Task statement —
From the entries below, reproduce exactly the line containing "of the suit", the line containing "of the woman's", and every line in between, with nothing added.

====

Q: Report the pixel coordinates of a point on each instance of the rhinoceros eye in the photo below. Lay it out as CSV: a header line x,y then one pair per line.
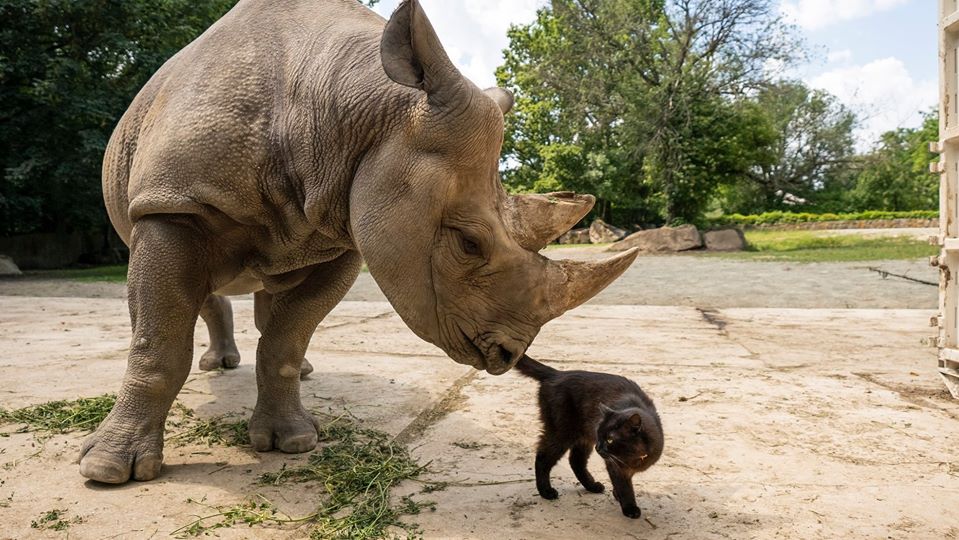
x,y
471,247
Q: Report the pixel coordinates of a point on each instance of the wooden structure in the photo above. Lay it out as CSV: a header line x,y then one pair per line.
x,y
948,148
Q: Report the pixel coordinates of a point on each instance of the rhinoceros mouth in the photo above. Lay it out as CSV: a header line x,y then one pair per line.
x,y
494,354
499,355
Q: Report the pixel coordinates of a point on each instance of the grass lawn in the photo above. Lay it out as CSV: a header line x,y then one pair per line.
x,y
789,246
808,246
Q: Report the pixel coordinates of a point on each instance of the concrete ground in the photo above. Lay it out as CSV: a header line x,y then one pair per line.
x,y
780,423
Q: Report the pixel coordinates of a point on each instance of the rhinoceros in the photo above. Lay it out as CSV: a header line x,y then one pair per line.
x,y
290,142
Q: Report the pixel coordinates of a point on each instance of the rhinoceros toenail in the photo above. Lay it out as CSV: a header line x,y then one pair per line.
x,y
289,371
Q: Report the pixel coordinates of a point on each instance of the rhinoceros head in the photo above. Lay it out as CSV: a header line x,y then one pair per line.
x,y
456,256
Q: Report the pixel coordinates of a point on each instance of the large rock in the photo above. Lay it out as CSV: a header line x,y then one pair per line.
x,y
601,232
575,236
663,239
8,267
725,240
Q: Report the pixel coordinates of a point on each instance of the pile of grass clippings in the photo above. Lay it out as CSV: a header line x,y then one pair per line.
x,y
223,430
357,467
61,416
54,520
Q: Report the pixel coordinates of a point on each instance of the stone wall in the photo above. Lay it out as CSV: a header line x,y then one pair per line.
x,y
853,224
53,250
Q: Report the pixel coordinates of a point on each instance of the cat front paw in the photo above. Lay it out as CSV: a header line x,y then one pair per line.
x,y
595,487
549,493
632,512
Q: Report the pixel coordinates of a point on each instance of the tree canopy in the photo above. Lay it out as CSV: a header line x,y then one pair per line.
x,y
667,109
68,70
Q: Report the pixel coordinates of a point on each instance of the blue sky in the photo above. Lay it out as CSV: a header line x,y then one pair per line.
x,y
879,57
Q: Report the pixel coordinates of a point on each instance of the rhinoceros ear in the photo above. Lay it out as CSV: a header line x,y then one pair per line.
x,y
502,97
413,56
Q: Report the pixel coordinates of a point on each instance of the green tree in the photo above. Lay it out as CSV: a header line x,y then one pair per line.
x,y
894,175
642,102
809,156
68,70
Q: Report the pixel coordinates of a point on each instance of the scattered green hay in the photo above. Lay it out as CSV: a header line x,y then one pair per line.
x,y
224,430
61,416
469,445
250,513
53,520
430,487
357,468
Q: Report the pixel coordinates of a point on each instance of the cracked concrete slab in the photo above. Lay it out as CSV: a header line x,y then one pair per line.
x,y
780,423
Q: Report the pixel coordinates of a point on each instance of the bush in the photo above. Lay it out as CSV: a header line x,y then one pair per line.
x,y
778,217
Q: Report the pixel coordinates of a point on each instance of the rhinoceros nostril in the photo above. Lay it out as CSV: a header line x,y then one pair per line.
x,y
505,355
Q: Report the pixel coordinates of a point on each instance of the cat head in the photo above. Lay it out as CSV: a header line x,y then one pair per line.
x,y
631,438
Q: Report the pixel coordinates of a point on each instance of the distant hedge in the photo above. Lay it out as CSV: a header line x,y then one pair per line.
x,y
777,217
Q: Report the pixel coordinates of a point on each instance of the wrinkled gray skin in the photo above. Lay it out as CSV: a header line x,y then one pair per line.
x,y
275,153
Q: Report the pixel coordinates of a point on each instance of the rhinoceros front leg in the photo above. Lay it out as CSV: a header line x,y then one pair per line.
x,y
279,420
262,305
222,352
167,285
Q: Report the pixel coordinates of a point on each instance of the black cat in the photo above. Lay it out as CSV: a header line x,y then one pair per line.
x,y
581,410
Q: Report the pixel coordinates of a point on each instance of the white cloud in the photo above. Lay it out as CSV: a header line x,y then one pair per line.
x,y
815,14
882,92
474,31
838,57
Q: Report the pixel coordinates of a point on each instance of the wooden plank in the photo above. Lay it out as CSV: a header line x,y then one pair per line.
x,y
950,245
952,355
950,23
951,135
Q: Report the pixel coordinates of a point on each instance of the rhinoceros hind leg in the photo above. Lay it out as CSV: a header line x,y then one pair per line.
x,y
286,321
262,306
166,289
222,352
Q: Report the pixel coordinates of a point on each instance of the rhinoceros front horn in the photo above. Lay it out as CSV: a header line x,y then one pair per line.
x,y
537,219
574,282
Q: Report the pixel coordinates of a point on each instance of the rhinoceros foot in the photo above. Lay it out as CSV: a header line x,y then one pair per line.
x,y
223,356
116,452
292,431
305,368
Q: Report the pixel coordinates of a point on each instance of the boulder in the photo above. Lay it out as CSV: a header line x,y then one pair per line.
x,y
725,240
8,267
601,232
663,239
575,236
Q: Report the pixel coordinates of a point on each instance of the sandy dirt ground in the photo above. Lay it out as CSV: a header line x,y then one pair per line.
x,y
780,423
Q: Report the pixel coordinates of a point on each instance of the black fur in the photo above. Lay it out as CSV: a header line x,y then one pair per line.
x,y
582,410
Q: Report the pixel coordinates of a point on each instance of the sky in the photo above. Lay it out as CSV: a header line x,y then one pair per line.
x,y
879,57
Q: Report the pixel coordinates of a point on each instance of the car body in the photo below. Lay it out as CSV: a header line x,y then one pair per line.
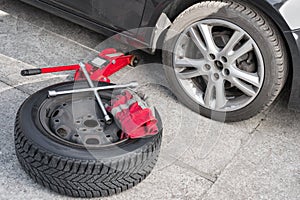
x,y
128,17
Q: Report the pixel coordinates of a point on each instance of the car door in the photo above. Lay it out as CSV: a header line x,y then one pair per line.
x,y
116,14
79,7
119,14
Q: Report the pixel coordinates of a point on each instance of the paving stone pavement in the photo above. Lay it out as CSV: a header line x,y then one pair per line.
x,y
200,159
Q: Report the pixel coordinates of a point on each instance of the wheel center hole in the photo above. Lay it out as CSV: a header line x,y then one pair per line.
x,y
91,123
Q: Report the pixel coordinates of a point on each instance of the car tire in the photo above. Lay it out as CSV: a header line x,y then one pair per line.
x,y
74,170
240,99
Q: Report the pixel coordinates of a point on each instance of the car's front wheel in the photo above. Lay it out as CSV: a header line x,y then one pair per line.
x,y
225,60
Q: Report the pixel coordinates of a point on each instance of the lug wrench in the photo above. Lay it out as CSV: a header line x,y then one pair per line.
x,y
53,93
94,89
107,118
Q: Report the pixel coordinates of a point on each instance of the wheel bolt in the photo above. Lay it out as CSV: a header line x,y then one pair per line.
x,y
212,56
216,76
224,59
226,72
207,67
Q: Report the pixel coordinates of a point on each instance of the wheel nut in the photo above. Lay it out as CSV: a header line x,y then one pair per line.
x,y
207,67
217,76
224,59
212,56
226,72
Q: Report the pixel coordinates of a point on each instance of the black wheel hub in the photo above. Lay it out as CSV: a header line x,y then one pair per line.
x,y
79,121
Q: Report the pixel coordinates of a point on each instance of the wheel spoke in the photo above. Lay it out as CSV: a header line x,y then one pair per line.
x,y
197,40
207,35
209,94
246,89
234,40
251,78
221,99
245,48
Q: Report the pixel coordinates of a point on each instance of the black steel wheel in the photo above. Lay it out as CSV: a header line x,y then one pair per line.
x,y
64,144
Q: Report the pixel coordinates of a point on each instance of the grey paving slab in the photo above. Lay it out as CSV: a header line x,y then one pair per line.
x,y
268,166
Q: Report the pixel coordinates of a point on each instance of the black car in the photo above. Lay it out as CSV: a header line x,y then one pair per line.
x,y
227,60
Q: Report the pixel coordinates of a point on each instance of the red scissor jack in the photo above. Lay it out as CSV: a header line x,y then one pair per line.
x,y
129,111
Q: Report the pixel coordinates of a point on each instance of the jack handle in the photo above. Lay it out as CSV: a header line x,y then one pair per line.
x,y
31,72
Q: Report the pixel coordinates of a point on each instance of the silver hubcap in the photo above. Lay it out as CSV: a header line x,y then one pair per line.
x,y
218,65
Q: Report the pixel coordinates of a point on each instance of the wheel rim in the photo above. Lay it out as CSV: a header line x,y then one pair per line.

====

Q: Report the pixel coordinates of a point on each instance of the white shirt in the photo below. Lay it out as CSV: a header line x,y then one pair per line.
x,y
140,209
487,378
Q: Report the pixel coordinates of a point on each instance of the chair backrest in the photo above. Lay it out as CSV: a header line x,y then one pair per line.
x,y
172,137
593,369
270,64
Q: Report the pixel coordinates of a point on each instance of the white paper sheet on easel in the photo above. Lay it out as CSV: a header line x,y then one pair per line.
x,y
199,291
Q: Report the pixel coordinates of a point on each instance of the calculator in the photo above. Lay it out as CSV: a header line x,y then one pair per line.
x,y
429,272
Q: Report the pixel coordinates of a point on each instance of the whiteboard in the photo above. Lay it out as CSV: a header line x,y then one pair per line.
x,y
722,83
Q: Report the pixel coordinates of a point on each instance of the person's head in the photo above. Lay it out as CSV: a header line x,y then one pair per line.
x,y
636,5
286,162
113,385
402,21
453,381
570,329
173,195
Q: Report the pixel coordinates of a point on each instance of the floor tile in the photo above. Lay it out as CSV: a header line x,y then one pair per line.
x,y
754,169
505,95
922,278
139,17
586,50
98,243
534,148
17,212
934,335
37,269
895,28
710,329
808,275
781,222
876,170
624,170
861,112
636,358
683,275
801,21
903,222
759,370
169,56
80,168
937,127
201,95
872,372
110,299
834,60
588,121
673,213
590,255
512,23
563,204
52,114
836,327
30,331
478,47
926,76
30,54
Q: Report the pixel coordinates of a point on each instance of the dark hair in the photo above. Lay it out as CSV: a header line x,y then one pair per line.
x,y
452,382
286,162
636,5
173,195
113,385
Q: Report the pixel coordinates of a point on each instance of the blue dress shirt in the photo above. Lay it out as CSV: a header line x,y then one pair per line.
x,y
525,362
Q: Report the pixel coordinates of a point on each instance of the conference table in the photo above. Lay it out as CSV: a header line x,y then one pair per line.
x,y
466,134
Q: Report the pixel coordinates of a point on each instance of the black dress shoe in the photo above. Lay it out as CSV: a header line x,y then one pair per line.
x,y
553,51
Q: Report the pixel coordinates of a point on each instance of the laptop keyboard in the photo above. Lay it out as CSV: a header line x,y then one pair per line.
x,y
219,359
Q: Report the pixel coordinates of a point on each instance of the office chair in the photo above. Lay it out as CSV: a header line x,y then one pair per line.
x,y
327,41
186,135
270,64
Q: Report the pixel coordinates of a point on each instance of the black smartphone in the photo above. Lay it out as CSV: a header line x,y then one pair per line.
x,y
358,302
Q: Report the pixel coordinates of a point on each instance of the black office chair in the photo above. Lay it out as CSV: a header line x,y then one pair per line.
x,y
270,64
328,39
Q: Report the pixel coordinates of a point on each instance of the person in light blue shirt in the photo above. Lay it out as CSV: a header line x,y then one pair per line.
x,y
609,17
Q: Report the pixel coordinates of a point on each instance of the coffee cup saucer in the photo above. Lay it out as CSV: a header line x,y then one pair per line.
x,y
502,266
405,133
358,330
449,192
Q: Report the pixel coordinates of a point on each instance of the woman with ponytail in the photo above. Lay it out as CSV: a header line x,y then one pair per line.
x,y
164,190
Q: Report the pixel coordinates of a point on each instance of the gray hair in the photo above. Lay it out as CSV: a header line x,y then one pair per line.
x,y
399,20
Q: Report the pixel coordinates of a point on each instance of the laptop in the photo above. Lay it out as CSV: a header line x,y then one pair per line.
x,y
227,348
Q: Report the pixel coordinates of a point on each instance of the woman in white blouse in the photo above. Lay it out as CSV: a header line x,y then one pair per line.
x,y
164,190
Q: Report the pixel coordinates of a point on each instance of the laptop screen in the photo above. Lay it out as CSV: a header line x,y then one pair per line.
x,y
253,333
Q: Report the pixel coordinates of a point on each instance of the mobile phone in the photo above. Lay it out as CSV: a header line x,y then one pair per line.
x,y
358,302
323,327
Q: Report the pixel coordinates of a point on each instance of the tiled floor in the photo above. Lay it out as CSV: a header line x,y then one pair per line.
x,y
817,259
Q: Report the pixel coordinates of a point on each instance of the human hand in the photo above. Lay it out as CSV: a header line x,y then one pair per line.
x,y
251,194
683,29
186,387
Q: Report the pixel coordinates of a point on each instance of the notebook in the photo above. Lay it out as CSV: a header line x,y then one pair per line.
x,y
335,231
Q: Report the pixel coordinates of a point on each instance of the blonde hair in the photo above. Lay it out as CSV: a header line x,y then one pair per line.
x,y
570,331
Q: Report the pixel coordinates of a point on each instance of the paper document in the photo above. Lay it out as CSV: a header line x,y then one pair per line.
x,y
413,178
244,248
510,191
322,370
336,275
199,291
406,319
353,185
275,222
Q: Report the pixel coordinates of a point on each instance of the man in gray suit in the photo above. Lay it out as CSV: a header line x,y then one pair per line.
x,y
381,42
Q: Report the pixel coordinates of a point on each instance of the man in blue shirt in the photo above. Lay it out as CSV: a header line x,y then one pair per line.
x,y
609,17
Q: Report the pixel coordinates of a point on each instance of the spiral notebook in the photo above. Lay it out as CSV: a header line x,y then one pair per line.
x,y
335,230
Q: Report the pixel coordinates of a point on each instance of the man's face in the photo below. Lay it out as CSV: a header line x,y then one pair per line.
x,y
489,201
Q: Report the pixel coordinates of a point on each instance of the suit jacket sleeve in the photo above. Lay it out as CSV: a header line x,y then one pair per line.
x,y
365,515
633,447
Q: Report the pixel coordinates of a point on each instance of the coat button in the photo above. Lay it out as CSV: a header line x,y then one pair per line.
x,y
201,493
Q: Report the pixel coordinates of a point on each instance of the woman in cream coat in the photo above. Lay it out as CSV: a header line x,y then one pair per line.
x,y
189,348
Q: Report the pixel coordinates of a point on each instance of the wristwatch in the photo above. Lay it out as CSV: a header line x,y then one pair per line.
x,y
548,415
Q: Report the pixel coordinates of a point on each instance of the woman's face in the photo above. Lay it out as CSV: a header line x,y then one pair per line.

====

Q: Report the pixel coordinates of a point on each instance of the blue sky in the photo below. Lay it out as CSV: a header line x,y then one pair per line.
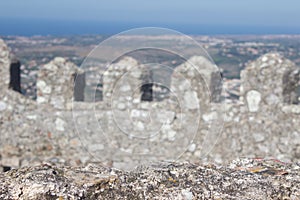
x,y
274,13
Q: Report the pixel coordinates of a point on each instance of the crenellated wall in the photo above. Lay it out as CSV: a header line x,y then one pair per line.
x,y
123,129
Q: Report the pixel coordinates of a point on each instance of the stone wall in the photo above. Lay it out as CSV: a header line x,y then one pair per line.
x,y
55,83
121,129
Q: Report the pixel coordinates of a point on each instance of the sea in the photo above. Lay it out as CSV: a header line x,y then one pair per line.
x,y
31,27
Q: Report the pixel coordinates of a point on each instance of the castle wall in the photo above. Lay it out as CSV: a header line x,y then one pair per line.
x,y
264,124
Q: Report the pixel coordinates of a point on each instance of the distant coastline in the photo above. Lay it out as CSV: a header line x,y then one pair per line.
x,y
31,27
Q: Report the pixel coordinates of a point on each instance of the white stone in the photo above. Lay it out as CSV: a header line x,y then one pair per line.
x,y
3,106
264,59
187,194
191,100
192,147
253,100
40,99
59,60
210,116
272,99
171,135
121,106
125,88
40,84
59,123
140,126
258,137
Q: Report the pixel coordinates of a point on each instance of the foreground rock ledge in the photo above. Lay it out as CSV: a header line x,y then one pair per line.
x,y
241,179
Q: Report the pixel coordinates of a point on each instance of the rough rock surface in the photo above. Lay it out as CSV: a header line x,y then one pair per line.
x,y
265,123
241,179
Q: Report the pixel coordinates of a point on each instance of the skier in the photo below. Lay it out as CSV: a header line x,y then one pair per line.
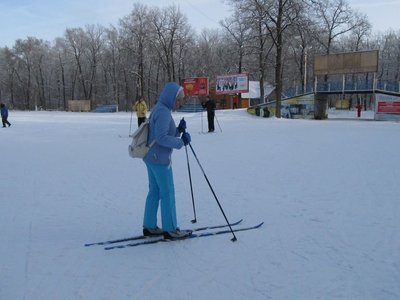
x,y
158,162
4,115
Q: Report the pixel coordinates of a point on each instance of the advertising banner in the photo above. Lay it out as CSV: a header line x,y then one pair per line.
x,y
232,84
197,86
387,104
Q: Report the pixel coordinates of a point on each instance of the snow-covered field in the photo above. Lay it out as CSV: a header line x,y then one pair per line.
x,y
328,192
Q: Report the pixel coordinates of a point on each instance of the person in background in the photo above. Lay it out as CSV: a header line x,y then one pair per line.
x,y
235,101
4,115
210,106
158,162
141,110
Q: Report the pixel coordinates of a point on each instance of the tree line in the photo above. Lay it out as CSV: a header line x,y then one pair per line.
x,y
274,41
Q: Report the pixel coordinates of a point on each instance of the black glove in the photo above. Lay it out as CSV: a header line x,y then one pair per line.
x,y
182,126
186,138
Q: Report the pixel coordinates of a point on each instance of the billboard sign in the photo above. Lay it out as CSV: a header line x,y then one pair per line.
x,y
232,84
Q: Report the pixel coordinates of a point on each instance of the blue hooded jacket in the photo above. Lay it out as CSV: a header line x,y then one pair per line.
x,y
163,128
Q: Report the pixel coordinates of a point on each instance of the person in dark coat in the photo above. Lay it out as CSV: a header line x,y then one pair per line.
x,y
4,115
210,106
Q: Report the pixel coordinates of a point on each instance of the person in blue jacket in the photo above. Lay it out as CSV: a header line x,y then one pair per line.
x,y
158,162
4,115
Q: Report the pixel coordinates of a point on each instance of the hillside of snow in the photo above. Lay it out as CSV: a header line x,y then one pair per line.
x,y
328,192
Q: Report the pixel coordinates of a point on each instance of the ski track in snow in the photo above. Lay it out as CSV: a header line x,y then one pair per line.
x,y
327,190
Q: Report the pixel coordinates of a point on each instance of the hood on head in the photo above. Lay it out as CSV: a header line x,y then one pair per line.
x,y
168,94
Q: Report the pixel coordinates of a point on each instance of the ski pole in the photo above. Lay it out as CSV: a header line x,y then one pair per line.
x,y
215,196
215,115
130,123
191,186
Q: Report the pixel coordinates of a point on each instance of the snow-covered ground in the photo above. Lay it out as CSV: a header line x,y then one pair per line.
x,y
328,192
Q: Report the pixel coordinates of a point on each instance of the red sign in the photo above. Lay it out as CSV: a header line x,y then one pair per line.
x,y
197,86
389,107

====

Expected answer —
Q: Report the pixel coordinates of a point on each instance of the suit jacket sleeve in the photo above. Lay it out as CSV: a header line x,y then one pair per line.
x,y
365,515
633,447
Q: Report the pixel coordinates of a point on each instance of the coat button in the photo above. Lay it out as CSV: a header line x,y then one pair per line.
x,y
201,493
Q: Report the pixel coordinates of a point on each instance of the woman in cream coat in the photo above. Lay it out as CSV: a header line x,y then one pair per line.
x,y
189,348
Q: Report the pixel coordinates of a point on each instance of the wristwatch in the photo above. Lay it out as CSV: a header line x,y then one pair per line.
x,y
548,415
Q: Report the pixel coordinates of a point on each instance of the woman's face in the photo above. Lay it out as CSV: a header line x,y then one pair per line.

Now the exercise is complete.